> **Prompt**:
Check every line of the data below for the word "dress", then give only the number of lines that have it.

> **Items from a data source**:
◆ ◆ ◆ ◆ ◆ ◆ ◆

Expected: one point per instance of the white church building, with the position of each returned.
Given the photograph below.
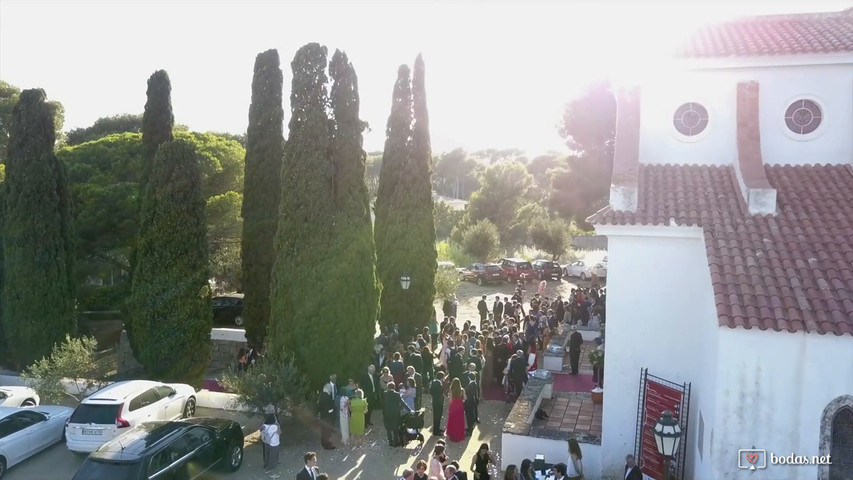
(730, 236)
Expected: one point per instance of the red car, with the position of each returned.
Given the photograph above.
(517, 269)
(482, 273)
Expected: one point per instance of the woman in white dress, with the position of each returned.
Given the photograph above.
(344, 406)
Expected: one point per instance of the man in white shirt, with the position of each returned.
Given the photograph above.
(310, 470)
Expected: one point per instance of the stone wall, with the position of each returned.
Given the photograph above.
(226, 344)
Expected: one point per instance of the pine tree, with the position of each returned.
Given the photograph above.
(262, 192)
(170, 297)
(354, 281)
(300, 278)
(405, 227)
(38, 288)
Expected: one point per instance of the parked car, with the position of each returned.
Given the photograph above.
(25, 432)
(18, 397)
(184, 450)
(482, 273)
(228, 309)
(107, 413)
(547, 269)
(577, 269)
(517, 269)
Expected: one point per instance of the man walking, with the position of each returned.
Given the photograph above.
(370, 386)
(575, 342)
(436, 390)
(483, 308)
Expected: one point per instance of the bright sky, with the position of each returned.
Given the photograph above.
(498, 73)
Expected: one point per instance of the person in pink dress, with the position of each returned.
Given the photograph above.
(456, 413)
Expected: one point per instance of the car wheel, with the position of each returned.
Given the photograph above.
(234, 457)
(189, 408)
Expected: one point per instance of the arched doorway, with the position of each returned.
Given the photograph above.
(836, 439)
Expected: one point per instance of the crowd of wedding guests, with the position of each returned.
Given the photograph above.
(451, 361)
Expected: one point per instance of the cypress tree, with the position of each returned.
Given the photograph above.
(157, 120)
(262, 192)
(405, 227)
(157, 124)
(38, 288)
(353, 280)
(170, 295)
(300, 279)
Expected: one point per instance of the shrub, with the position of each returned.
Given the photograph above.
(74, 359)
(446, 282)
(271, 381)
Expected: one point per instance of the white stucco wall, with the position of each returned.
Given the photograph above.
(660, 315)
(773, 389)
(830, 85)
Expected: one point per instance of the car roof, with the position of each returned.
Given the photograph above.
(150, 437)
(229, 295)
(119, 391)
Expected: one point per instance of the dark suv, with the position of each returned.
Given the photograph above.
(482, 273)
(228, 309)
(547, 269)
(181, 450)
(517, 269)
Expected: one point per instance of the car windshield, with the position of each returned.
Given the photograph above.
(97, 414)
(104, 470)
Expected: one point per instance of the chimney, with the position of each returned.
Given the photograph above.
(626, 155)
(759, 195)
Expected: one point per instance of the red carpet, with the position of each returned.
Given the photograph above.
(563, 382)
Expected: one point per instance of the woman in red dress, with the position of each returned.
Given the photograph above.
(456, 413)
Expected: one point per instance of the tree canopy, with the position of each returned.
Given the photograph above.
(38, 287)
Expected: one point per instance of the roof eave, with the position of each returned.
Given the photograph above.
(740, 61)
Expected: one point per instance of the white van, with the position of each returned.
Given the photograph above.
(114, 409)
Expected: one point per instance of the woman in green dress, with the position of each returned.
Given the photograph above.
(358, 407)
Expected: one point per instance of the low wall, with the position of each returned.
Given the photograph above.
(227, 343)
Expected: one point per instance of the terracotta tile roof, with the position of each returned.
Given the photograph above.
(792, 271)
(792, 34)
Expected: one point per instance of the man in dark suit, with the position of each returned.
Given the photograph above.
(472, 398)
(483, 308)
(498, 309)
(310, 470)
(436, 390)
(575, 342)
(632, 471)
(518, 371)
(392, 408)
(370, 386)
(414, 359)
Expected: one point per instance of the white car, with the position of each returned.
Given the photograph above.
(18, 397)
(114, 409)
(27, 431)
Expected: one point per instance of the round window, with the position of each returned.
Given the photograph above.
(690, 119)
(803, 117)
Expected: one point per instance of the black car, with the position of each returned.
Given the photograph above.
(547, 269)
(228, 309)
(186, 450)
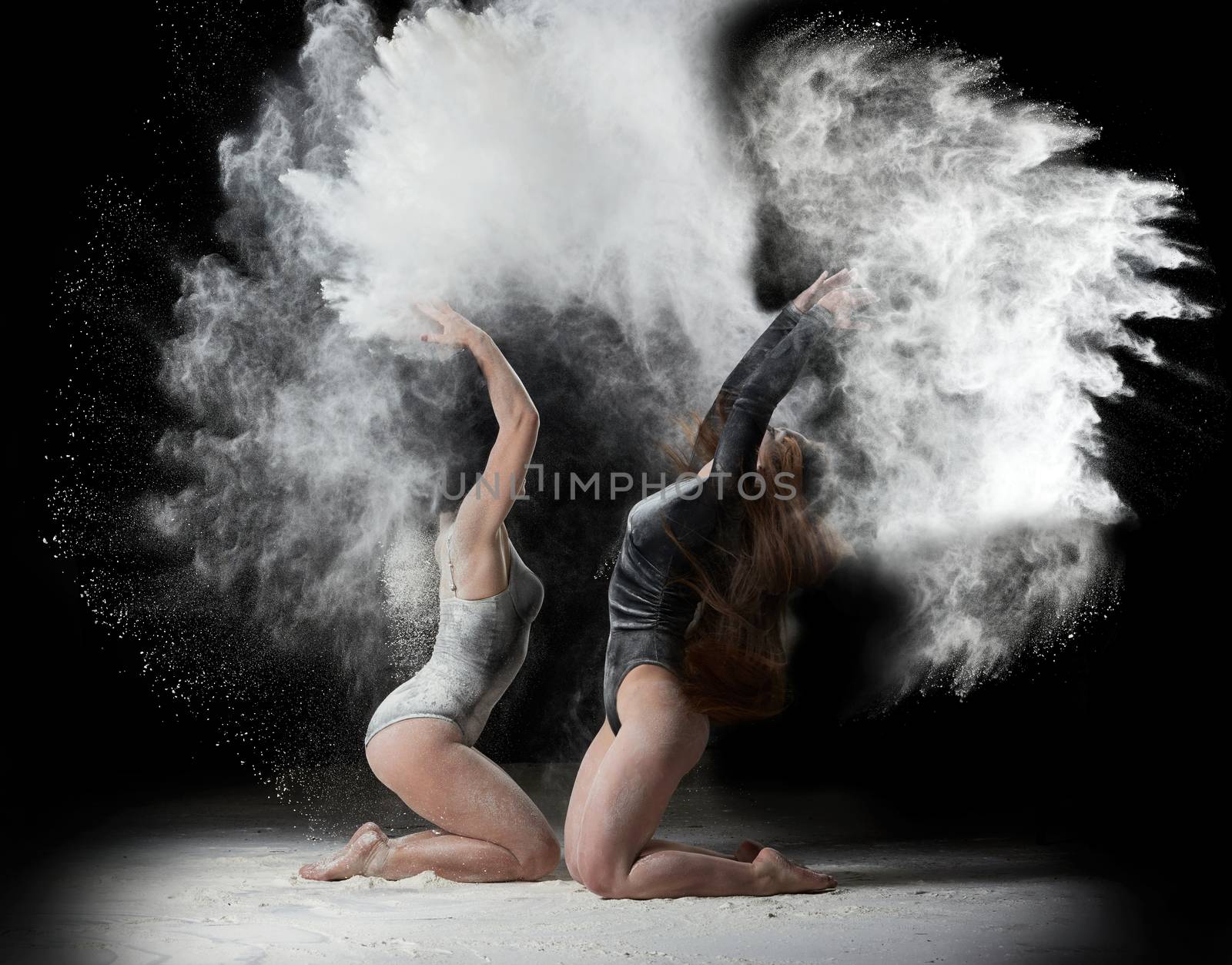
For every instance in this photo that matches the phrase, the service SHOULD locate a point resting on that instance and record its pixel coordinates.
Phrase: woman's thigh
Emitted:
(659, 741)
(455, 786)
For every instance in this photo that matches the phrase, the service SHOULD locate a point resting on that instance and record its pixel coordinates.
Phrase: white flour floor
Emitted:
(213, 880)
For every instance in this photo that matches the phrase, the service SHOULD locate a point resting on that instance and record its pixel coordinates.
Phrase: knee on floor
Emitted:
(540, 858)
(601, 878)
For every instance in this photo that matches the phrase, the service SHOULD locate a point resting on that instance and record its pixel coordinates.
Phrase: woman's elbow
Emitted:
(527, 419)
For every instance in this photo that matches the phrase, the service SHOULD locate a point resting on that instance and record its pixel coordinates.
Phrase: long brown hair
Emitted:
(736, 667)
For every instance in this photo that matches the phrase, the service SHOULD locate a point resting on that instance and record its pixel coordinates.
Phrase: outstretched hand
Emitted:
(455, 330)
(833, 293)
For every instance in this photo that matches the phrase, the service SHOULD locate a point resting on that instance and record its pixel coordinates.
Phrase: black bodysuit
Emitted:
(648, 612)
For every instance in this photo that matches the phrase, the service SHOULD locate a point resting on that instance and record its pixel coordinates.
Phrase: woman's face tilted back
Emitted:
(772, 443)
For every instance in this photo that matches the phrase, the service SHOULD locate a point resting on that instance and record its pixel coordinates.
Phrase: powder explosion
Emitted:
(554, 166)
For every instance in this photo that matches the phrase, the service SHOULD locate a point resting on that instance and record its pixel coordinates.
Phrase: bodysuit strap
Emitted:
(449, 558)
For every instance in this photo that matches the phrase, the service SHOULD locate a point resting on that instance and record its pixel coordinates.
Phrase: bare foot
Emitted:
(786, 878)
(748, 850)
(353, 859)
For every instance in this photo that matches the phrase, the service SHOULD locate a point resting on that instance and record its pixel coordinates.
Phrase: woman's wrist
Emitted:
(476, 339)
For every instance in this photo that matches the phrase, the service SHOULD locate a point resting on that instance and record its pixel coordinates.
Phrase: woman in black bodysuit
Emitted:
(671, 665)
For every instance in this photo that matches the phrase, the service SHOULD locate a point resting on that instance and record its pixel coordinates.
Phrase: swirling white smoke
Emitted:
(552, 154)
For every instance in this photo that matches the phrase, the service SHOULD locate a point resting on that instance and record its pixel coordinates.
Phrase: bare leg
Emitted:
(745, 852)
(490, 829)
(631, 779)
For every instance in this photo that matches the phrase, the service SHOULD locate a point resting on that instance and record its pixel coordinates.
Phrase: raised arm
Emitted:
(737, 450)
(782, 324)
(819, 312)
(488, 502)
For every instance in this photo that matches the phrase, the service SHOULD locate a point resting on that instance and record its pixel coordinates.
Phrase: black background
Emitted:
(1116, 745)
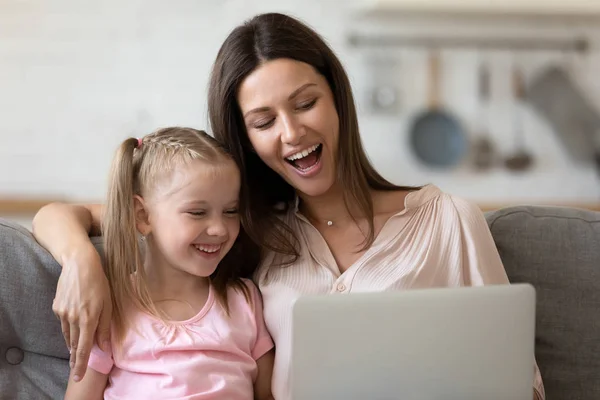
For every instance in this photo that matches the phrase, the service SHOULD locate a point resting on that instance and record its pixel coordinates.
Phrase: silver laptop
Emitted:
(469, 343)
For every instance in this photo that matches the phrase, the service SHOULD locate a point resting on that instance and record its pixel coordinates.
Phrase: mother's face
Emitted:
(292, 123)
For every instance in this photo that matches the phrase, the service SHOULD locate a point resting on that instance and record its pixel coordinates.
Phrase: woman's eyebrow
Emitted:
(290, 97)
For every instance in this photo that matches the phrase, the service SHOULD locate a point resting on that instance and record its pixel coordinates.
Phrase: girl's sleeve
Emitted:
(263, 342)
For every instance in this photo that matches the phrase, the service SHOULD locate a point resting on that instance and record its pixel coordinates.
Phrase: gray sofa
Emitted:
(555, 249)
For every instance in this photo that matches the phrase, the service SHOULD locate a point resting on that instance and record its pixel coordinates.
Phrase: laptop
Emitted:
(469, 343)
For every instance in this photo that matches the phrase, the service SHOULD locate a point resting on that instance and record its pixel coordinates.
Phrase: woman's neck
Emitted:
(329, 208)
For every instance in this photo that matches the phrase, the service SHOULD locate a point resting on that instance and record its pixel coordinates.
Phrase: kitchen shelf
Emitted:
(575, 44)
(14, 206)
(531, 9)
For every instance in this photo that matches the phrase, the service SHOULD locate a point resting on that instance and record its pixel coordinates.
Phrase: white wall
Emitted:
(78, 77)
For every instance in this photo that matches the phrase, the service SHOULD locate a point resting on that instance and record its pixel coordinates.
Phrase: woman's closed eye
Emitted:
(306, 105)
(263, 124)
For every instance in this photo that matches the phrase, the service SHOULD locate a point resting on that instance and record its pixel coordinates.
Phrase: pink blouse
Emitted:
(437, 240)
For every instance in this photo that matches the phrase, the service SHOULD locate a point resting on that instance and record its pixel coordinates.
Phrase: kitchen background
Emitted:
(77, 77)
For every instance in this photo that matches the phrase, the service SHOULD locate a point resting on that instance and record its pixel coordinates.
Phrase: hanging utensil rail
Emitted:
(576, 44)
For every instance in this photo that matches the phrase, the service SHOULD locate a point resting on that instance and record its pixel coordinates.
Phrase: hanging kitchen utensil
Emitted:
(484, 153)
(436, 137)
(383, 90)
(556, 97)
(521, 159)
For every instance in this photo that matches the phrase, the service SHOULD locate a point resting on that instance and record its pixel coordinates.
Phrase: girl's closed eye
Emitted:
(232, 211)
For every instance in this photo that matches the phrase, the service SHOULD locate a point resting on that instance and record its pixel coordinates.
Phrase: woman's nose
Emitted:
(292, 131)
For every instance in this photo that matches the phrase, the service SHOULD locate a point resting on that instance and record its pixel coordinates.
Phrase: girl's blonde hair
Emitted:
(138, 166)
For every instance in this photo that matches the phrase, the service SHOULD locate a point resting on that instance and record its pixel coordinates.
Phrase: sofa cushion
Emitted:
(33, 354)
(558, 251)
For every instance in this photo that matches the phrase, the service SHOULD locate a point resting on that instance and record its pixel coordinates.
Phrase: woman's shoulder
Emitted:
(431, 199)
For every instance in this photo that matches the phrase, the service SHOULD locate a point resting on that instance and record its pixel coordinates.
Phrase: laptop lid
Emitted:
(448, 343)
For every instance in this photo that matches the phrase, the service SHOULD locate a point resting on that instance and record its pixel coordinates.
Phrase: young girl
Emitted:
(186, 325)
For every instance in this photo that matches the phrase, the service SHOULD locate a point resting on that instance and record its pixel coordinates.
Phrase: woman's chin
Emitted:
(314, 188)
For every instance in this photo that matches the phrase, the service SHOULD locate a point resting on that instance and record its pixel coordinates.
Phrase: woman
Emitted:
(325, 219)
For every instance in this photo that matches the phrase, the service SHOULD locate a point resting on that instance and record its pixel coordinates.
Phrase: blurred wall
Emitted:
(78, 77)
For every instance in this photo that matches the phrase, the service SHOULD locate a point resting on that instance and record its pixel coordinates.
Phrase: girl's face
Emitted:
(292, 123)
(193, 217)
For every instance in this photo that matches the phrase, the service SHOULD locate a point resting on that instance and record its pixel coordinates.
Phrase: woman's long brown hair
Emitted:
(263, 38)
(136, 170)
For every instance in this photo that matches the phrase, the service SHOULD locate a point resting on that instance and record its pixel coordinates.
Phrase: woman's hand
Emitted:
(83, 305)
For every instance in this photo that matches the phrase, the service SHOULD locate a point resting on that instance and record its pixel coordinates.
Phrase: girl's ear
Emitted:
(142, 222)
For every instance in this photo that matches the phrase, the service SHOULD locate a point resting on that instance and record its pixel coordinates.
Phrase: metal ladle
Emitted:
(521, 159)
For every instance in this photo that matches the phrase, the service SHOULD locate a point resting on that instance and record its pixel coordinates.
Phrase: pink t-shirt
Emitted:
(210, 356)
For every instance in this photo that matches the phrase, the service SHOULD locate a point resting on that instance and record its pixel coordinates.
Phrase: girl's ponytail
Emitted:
(121, 247)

◆ ◆ ◆ ◆ ◆ ◆ ◆

> **Task answer**:
4